La règlementation en matière de données
à caractère personnel n'est pas nouvelle. En France, la loi
n° 78-17 du 6 janvier 1978 relative à l'informatique, aux fichiers
et aux libertés (ci-après « LIL ») a
posé le socle de ce cadre légal. Elle a par la suite
été modifiée par la transposition de la directive 95/46/CE
du 24 octobre 1995, élargissant le périmètre de protection
à l'ensemble des États membres de l'Union Européenne. La
troisième étape de régulation en matière de
données à caractère personnel est marquée par le
Règlement Européen de Protection des Données n°
2016/679 du 27 avril 2016 entré en vigueur le 25 mai 2018
(ci-après « RGPD », ou le «
Règlement »). Or, si un règlement
européen est en principe d'application immédiate, la France a
choisi de transposer ce règlement en modifiant la LIL. Ainsi, la LIL a
été modifiée par la loi n°2018-493 du 20 juin 2018 et
l'ordonnance 2018-1125 du 12 décembre 2018. Enfin, le décret
n° 2019-536 du 29 mai 2019 est venu préciser cette loi. Cette
dernière version de la Loi informatique et libertés,
entièrement réécrite et complétée par
décret, constitue le cadre législatif sur lequel sera basé
ce mémoire.

§ §

Énoncé A
Dressez la liste complète des textes juridiques (lois, directive, règlement, ordonnance, décret) cités dans l'extrait sur la protection des données à caractère personnel, avec leur numéro et leur date.

Entrées
§ §

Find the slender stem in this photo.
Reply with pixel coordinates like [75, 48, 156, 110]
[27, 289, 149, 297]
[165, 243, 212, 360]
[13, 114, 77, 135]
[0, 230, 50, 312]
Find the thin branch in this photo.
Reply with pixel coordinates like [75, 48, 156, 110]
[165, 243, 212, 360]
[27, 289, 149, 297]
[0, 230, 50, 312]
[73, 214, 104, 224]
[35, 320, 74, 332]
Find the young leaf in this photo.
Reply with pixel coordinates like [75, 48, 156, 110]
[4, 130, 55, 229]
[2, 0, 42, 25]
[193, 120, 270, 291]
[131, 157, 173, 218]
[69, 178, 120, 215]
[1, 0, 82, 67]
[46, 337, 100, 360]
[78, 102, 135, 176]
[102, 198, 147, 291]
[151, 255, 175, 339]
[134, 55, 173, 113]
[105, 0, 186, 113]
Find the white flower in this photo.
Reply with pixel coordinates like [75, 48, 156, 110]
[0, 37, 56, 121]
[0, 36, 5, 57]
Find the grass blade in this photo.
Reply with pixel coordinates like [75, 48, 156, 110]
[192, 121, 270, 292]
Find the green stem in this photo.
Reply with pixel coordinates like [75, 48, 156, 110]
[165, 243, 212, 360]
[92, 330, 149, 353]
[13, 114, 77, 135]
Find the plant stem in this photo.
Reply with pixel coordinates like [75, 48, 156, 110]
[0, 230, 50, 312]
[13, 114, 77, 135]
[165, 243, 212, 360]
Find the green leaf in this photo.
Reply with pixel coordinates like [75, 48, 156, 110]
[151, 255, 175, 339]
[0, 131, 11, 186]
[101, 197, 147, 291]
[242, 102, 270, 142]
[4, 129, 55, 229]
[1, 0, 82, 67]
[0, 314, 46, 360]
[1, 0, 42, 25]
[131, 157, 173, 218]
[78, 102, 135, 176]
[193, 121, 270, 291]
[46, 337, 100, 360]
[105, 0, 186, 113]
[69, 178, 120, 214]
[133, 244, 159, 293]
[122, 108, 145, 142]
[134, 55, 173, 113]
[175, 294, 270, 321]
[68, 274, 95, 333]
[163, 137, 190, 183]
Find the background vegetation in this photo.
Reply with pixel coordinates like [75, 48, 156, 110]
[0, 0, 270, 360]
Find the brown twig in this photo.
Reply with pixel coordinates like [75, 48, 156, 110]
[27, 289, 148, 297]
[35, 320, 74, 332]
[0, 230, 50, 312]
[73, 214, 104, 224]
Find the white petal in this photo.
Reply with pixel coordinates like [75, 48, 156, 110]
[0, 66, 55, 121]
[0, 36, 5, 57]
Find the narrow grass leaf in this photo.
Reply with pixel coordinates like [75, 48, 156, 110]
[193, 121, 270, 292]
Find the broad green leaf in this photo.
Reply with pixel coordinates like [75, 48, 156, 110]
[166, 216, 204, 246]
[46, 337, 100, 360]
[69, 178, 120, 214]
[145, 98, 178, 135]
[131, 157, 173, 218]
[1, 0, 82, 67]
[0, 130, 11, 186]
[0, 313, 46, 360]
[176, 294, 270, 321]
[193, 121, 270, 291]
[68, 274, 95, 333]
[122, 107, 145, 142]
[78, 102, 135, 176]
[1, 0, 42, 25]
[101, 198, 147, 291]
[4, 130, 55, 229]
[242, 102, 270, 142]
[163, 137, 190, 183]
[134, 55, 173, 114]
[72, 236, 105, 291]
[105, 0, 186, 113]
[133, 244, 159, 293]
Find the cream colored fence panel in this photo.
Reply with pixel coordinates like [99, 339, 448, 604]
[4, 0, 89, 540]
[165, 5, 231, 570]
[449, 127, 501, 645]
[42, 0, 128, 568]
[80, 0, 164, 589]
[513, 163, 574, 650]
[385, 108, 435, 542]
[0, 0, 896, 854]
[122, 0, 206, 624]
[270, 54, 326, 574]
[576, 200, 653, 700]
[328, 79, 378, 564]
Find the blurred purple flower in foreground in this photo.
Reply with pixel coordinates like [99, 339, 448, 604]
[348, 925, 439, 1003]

§ §

Énoncé B
Veuillez extraire des entrées, sans rien modifier, les lignes allant de celle qui contient « Find the blurred » jusqu'à la fin des entrées, ces deux bornes comprises.

Réponse attendue A
- Loi n° 78-17 du 6 janvier 1978 relative à l'informatique, aux fichiers et aux libertés (LIL)
- Directive 95/46/CE du 24 octobre 1995
- Règlement Européen de Protection des Données n° 2016/679 du 27 avril 2016 (RGPD)
- Loi n° 2018-493 du 20 juin 2018
- Ordonnance 2018-1125 du 12 décembre 2018
- Décret n° 2019-536 du 29 mai 2019

Réponse attendue B
Find the blurred purple flower in foreground in this photo.
Reply with pixel coordinates like [99, 339, 448, 604]
[348, 925, 439, 1003]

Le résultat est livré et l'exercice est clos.